- Information supplied -
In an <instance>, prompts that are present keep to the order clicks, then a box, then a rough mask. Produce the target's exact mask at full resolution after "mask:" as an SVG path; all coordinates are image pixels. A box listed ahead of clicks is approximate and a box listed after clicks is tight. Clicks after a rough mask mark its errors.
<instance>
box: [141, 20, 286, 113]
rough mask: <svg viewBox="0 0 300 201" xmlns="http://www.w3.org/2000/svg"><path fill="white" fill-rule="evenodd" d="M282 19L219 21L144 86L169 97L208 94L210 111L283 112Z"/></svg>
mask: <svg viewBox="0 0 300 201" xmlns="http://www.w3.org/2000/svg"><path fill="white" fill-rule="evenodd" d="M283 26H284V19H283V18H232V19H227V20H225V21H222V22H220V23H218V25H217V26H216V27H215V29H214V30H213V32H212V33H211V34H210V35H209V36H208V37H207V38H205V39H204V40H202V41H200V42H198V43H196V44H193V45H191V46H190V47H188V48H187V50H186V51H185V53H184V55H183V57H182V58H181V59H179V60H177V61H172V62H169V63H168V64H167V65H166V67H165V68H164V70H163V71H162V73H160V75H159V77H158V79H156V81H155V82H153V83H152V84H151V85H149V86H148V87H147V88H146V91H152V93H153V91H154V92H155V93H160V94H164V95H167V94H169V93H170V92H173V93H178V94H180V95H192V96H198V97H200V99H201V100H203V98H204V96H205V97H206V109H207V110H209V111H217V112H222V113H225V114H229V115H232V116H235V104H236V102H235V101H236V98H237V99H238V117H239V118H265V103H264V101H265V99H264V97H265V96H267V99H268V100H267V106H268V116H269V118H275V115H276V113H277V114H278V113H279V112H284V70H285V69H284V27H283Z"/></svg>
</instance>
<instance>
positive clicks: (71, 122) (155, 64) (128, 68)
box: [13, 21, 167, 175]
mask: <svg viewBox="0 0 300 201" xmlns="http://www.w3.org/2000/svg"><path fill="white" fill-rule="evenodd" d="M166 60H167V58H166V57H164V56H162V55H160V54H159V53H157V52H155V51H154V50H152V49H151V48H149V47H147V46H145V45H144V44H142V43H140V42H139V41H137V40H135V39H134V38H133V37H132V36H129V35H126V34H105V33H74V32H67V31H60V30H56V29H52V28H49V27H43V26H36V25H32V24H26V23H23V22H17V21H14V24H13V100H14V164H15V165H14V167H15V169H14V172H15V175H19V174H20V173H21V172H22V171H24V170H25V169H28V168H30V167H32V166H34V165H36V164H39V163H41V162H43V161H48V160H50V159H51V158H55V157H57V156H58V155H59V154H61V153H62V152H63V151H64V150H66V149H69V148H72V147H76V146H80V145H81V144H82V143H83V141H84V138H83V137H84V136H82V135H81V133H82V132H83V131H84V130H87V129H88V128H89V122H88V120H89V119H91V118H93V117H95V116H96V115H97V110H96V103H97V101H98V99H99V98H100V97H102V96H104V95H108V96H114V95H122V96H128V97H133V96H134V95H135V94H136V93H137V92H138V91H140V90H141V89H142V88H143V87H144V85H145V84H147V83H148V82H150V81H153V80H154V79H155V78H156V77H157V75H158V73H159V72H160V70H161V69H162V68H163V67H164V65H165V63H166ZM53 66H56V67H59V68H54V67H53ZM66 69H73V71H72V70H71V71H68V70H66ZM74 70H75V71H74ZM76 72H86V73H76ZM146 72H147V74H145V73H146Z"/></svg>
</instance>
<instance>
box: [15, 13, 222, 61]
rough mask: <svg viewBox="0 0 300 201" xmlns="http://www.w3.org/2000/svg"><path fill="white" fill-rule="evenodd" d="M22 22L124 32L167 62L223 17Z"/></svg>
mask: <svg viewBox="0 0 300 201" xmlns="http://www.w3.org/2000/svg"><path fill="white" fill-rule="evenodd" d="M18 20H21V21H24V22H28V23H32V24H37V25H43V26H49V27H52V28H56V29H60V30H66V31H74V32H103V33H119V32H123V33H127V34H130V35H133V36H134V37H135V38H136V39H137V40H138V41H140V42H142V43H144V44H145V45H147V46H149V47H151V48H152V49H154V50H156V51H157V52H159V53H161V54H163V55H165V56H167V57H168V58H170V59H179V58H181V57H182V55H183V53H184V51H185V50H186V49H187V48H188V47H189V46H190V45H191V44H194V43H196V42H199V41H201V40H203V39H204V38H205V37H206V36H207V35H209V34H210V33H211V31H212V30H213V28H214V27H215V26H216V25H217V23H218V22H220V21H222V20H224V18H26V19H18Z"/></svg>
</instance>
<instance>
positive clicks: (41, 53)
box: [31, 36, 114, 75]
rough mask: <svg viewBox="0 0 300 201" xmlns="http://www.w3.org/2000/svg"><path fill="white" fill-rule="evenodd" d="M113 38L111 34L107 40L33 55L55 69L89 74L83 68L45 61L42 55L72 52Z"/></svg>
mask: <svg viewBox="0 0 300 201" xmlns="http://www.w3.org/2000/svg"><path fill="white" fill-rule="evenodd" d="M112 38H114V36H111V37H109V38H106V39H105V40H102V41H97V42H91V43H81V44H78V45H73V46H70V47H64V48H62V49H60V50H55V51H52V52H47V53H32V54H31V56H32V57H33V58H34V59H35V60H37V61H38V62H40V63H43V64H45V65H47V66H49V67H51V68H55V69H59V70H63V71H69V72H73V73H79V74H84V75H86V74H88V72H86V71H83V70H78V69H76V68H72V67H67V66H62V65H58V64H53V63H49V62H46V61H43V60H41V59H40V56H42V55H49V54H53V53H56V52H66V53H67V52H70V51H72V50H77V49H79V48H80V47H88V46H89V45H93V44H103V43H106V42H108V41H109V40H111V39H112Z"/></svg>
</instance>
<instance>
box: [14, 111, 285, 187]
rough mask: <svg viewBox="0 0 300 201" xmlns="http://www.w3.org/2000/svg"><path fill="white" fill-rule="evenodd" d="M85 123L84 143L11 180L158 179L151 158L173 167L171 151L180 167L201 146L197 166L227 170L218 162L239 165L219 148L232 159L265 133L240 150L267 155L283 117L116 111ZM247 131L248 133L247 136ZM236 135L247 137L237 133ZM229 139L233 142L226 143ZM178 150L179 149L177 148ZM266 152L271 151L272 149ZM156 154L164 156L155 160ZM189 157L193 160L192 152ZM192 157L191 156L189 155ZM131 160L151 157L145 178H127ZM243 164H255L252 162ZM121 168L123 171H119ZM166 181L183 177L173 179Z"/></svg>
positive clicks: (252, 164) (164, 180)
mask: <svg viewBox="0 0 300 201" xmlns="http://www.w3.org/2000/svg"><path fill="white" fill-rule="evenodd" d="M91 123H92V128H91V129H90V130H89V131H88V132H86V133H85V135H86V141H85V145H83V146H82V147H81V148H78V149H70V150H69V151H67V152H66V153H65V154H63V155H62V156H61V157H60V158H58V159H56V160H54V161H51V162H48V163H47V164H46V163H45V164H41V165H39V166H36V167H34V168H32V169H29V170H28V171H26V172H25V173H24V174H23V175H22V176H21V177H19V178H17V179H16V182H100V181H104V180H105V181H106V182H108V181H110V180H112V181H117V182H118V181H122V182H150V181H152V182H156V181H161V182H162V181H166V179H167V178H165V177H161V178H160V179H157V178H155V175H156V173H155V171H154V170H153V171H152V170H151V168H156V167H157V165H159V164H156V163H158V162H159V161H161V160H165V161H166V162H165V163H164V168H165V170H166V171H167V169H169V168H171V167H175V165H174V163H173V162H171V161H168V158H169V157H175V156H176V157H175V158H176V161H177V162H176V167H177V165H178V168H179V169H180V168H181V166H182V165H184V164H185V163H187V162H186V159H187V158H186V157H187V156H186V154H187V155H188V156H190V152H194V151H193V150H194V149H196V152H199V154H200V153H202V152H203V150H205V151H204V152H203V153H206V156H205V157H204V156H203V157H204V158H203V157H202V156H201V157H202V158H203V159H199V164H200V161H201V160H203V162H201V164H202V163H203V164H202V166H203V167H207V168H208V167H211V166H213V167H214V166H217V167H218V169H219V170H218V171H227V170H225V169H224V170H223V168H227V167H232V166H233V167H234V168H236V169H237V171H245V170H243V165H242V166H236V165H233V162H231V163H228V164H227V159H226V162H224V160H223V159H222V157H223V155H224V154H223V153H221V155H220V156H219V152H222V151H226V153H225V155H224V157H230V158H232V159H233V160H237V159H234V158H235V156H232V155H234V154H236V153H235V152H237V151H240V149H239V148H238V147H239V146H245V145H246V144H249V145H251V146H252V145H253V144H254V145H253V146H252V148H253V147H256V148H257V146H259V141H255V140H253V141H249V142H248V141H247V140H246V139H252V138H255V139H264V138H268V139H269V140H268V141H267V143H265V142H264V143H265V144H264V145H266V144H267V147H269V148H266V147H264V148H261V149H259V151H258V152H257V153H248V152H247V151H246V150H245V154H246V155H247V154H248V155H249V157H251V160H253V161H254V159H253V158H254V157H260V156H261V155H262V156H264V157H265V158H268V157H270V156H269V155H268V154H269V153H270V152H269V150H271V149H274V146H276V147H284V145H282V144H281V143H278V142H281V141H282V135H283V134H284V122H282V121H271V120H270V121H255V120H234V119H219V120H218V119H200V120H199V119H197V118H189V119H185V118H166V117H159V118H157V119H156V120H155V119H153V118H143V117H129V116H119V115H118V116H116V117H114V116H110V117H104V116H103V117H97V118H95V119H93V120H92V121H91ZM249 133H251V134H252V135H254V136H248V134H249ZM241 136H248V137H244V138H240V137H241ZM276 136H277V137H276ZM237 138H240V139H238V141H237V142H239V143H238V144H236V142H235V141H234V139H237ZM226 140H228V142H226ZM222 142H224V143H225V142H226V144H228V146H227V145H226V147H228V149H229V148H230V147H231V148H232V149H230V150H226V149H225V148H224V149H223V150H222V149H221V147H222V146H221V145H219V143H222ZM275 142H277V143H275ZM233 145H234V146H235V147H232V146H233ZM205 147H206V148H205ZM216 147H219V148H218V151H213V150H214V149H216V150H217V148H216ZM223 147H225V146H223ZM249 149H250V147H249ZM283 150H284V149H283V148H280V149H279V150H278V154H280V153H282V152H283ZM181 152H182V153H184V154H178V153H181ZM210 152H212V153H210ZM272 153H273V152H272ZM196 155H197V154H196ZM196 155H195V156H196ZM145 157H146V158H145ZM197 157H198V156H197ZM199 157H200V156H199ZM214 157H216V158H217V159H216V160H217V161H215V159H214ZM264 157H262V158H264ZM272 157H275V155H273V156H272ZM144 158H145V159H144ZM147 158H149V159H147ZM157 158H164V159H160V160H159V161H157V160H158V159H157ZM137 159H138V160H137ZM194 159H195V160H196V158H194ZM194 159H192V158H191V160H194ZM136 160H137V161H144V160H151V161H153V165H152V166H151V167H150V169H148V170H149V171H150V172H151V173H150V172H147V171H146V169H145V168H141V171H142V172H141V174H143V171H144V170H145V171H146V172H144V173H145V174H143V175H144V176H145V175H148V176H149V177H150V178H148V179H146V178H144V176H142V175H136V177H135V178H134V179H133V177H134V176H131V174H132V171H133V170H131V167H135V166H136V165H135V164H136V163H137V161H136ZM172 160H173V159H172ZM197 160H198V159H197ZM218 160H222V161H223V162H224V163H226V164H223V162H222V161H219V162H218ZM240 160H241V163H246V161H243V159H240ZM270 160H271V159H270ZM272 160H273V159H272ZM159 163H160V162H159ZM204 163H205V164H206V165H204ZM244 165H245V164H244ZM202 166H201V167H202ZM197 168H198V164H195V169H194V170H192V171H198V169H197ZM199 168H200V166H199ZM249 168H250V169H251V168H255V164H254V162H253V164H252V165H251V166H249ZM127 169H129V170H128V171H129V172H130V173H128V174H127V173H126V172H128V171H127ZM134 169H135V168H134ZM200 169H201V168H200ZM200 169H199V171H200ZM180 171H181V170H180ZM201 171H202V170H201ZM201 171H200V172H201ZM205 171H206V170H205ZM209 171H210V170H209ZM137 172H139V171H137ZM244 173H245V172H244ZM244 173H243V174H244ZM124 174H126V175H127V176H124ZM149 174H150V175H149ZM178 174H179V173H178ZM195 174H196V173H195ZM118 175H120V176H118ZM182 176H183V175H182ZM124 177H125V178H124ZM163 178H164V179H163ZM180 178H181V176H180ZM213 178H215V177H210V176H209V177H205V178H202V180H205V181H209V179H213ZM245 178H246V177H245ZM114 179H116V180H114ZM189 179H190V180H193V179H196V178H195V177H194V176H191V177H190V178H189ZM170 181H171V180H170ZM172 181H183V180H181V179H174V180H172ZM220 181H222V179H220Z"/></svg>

- Aim of the exercise -
From the first line of the data above through the line containing "box: [141, 20, 286, 113]", repeat each line exactly, and add nothing.

- Response -
In an <instance>, prompts that are present keep to the order clicks, then a box, then a rough mask. Produce the target's exact mask at full resolution after "mask:" as an SVG path; all coordinates are image pixels. A box listed ahead of clicks is approximate and a box listed after clicks is tight. Clicks after a rough mask mark its errors.
<instance>
box: [141, 20, 286, 113]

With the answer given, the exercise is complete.